# EXCERPT PROVIDED
»»

= Li Yixing =

Dangxiang warlord

Li Yixing (李彝興; died October 20, 967), né Li Yiyin (李彝殷), noble title Prince of Xia (夏王), was an ethnic Tangut warlord who ruled Dingnan Circuit (headquartered in modern-day Yulin, Shaanxi) from 935 to his death in 967, as its military governor (Jiedushi). Despite his de facto independence, he nominally submitted to the Later Tang, Later Jin, Later Han, Later Zhou, and Northern Song dynasties.

== Background ==
It is not known when Li Yiyin was born. It is known that he was a son of Li Renfu, who ruled Dingnan Circuit as military governor from 909/910 to 933, and a brother of Li Yichao, who ruled the circuit as military governor from 933 to 935, but it is not clear whether he was an older brother to Li Yichao (as asserted by the Zizhi Tongjian) or a younger brother (as asserted by the Old History of the Five Dynasties, the New History of the Five Dynasties, and the History of Song). If he were an older brother, then he might have been the Dingnan general referred to in historical records by the nickname of "Prince Aluo" (阿囉王) in 933, when Li Yichao resisted Later Tang's attempt to dislodge him from Dingnan, as Li Yichao was said to be Li Renfu's second son. In any case, during Li Yichao's rule, Li Yiyin served as the commander of the Dingnan army (行軍司馬, Xingjun Sima). When Li Yichao fell ill in 935, he transferred his authorities to Li Yiyin, and then died. Shortly after, then-Later Tang emperor Li Congke commissioned Li Yiyin as the military governor of Dingnan.

== As military governor ==

=== During Later Jin ===
In 943—by which time Later Tang had fallen and its former territory was reigned by the Later Jin's emperor Shi Chonggui—there was a plot for an uprising against Li Yiyin's rule, from within Dingnan itself, led by the commander of the headquarters guards, Tuoba Chongbin (拓跋崇斌). Also part of the plot was Li Yimin (李彝敏) the prefect of Sui Prefecture (綏州, in modern Yulin, part of Dingnan). (Based on Li Yimin's name and position, he was likely a younger brother or cousin of Li Yiyin's.) When the plot was discovered, Li Yimin and five younger brothers fled to Yan Prefecture (延州, in modern Yan'an, Shanxi). Li Yiyin thereafter submitted a petition to Shi, accusing Li Yimin of treason. In order to placate Li Yiyin, Shi arrested and delivered Li Yimin to Dingnan's capital Xia Prefecture (夏州), and Li Yimin was executed.

In 944, during a time that there were major military confrontations between Later Jin and its northern rival, the Khitan Liao Dynasty, which was at that time aiding Yang Guangyuan, a Later Jin general who had rebelled at Pinglu Circuit (平盧, headquartered in modern Weifang, Shandong), Li Yiyin submitted a report to Shi indicating that he had taken his 40,000 men and made an incursion into Liao territory, across the Yellow River, from his Lin Prefecture (麟州, in modern Yulin). Shi gave him the title of the commander of southwestern forces against the Khitan.

««

# EXTRACTED ENTRIES
»»

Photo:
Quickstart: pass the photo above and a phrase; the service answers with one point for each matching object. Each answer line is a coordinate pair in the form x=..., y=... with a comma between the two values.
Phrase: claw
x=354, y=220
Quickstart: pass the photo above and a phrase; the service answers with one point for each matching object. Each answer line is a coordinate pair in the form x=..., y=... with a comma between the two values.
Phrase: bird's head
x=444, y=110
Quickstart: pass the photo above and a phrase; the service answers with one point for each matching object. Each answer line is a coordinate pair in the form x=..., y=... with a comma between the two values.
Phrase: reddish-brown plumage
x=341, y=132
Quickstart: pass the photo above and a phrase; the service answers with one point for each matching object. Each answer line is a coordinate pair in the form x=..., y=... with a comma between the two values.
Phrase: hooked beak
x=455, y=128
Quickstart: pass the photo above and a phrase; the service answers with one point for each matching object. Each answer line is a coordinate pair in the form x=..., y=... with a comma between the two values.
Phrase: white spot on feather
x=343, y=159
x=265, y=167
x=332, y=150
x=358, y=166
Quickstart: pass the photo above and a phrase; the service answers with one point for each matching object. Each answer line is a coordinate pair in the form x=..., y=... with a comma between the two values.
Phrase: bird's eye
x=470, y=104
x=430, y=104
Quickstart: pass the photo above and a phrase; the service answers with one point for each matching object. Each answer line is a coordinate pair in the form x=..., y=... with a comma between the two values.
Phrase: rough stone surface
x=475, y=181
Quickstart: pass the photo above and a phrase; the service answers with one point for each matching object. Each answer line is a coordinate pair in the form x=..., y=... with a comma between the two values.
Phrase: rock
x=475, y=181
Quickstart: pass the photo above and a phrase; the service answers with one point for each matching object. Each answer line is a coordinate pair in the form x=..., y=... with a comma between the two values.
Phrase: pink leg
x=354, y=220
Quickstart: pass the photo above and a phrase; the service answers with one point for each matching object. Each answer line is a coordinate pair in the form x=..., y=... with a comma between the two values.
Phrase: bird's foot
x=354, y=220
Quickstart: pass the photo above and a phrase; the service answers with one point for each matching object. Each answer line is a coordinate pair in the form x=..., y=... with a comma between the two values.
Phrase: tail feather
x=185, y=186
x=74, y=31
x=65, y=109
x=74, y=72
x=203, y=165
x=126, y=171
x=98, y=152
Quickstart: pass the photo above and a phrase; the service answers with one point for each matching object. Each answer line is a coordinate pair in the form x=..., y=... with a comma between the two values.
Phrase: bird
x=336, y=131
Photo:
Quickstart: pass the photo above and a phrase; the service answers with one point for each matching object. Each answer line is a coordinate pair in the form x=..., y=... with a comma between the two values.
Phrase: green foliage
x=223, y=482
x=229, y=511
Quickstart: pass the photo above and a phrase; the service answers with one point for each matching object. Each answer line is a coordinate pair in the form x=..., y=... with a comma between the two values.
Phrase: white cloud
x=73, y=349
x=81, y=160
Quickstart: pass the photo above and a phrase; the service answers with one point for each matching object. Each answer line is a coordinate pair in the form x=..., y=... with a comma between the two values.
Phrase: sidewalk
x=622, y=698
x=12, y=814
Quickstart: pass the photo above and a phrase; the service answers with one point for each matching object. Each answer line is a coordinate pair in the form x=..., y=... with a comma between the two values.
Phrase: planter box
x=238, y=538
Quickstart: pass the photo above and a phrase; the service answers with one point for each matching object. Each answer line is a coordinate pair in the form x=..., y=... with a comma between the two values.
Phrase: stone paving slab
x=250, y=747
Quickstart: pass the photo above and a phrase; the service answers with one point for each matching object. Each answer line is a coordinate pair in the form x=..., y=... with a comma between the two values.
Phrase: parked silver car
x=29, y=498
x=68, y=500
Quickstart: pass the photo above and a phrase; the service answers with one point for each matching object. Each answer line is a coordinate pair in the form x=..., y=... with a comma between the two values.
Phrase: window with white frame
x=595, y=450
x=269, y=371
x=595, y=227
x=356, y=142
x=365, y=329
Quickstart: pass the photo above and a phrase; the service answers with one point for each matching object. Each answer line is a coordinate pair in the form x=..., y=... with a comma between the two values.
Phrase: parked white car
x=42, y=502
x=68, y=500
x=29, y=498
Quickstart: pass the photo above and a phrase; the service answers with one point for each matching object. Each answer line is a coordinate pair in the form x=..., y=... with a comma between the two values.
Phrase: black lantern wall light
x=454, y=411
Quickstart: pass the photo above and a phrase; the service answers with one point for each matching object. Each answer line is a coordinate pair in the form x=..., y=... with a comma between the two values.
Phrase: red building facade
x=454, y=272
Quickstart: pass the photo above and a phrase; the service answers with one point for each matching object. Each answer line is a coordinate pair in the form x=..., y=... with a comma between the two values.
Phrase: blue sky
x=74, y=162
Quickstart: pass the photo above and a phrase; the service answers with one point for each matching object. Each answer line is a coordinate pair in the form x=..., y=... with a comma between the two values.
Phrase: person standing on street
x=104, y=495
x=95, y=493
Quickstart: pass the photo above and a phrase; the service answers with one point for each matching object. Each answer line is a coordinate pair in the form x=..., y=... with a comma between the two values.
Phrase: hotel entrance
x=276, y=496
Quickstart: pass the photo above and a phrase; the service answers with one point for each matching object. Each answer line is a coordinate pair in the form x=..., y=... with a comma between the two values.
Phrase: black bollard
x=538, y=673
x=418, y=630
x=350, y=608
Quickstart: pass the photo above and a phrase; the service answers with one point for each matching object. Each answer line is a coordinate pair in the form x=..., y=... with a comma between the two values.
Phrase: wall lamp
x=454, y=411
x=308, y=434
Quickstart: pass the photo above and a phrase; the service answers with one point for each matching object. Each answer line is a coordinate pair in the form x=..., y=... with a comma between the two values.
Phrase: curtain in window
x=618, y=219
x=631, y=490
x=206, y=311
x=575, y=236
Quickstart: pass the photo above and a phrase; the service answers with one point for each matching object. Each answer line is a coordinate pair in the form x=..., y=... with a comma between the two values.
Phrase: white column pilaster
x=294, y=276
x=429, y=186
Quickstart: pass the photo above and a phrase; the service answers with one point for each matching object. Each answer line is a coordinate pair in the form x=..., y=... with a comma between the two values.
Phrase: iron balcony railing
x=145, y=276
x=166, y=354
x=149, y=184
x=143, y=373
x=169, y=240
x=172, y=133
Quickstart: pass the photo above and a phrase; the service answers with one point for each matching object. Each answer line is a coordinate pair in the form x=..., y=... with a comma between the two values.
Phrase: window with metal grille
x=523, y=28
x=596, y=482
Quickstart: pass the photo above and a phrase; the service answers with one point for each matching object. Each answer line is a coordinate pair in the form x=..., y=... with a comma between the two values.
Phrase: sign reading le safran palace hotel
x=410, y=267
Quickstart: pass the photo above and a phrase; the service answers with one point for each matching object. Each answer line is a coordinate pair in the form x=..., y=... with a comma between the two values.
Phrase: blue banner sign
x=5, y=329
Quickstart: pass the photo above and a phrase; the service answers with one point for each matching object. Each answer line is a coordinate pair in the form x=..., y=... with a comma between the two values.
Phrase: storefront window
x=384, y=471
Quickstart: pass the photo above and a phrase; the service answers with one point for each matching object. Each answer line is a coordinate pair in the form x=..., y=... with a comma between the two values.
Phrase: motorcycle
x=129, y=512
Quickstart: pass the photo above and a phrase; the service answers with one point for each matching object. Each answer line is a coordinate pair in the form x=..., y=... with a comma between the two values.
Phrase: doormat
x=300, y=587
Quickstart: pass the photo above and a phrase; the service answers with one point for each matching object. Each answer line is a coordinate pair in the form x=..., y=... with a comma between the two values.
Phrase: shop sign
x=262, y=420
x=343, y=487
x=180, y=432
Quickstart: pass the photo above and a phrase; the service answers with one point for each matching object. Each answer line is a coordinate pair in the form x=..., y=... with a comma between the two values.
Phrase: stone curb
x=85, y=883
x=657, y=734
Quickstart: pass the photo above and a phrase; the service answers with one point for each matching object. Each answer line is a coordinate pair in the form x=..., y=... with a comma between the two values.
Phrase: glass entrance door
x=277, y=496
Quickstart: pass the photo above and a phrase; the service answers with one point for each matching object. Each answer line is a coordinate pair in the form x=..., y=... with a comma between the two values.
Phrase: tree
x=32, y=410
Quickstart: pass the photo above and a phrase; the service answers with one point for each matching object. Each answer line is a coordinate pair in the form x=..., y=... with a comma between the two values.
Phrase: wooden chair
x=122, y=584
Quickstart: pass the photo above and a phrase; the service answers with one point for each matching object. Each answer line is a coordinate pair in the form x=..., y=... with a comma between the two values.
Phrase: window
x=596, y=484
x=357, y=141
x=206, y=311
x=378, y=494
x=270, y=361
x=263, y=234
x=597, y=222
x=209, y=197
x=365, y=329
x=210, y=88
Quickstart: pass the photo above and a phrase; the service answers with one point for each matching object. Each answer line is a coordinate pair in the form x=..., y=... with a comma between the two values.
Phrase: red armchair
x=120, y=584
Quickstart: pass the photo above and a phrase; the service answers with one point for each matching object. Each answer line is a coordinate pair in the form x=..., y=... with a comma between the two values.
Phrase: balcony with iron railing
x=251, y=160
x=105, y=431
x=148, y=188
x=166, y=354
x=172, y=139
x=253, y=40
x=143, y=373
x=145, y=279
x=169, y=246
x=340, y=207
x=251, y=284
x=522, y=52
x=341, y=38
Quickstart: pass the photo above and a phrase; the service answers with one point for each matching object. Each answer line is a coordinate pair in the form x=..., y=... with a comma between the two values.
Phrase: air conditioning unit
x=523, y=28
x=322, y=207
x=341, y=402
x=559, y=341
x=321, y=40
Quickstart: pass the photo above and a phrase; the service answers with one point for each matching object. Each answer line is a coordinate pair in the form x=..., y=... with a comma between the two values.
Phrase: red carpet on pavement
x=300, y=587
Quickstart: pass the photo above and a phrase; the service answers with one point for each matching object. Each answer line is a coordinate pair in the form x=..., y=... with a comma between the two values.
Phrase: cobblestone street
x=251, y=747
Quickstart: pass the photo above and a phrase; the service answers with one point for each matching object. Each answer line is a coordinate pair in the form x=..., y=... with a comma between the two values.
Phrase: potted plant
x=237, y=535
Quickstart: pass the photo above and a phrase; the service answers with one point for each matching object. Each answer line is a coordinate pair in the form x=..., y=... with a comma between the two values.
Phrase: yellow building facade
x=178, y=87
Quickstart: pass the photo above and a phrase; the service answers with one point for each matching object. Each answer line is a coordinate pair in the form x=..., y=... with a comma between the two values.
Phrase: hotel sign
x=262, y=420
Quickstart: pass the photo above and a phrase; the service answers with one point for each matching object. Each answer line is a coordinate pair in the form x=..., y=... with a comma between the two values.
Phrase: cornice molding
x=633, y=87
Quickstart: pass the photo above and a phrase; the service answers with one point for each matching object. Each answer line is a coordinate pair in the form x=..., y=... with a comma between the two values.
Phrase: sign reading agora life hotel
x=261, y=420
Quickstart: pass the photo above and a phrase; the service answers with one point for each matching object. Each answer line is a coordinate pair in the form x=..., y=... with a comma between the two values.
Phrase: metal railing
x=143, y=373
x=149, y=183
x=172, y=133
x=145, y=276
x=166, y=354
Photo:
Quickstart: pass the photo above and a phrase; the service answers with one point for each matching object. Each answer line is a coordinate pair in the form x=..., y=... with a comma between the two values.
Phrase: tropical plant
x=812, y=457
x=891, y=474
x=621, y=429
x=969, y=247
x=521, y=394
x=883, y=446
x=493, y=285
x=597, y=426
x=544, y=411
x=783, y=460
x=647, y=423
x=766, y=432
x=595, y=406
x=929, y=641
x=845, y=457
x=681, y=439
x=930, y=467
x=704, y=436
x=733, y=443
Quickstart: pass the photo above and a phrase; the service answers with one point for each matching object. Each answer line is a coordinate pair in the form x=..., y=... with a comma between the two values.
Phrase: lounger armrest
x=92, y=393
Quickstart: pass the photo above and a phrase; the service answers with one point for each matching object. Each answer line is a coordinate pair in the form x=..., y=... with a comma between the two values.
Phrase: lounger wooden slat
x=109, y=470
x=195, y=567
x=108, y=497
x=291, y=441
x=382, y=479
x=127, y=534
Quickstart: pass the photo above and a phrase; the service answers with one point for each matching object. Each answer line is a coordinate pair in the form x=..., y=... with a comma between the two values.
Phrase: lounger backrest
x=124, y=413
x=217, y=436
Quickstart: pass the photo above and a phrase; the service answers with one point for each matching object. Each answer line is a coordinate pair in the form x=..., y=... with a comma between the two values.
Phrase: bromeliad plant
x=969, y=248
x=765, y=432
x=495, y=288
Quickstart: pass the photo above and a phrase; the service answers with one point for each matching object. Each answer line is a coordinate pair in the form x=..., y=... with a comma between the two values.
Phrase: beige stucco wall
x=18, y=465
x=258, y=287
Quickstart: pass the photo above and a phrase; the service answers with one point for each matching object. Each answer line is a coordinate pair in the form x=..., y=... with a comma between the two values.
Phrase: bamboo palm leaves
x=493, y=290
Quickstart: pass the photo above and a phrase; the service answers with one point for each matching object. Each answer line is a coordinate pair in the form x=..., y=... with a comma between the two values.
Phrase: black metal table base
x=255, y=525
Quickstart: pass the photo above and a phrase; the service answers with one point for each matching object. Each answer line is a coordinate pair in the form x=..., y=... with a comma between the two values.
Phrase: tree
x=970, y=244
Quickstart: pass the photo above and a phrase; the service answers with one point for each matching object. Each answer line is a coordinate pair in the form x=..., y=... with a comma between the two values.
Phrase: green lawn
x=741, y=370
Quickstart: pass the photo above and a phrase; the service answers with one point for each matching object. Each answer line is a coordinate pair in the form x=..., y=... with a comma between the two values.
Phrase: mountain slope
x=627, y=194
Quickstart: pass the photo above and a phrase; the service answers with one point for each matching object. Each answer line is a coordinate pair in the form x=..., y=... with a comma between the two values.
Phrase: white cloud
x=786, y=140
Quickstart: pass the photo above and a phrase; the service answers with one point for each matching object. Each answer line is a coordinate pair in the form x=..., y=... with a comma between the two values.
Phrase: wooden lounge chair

««

# STATED TASK
Swap "warlord" for "ruler" in the Li Yixing text, then write out the passage that begins with "Li Yixing (李彝興;" and ends with "Northern Song dynasties.".

# RESPONSE
Li Yixing (李彝興; died October 20, 967), né Li Yiyin (李彝殷), noble title Prince of Xia (夏王), was an ethnic Tangut ruler who ruled Dingnan Circuit (headquartered in modern-day Yulin, Shaanxi) from 935 to his death in 967, as its military governor (Jiedushi). Despite his de facto independence, he nominally submitted to the Later Tang, Later Jin, Later Han, Later Zhou, and Northern Song dynasties.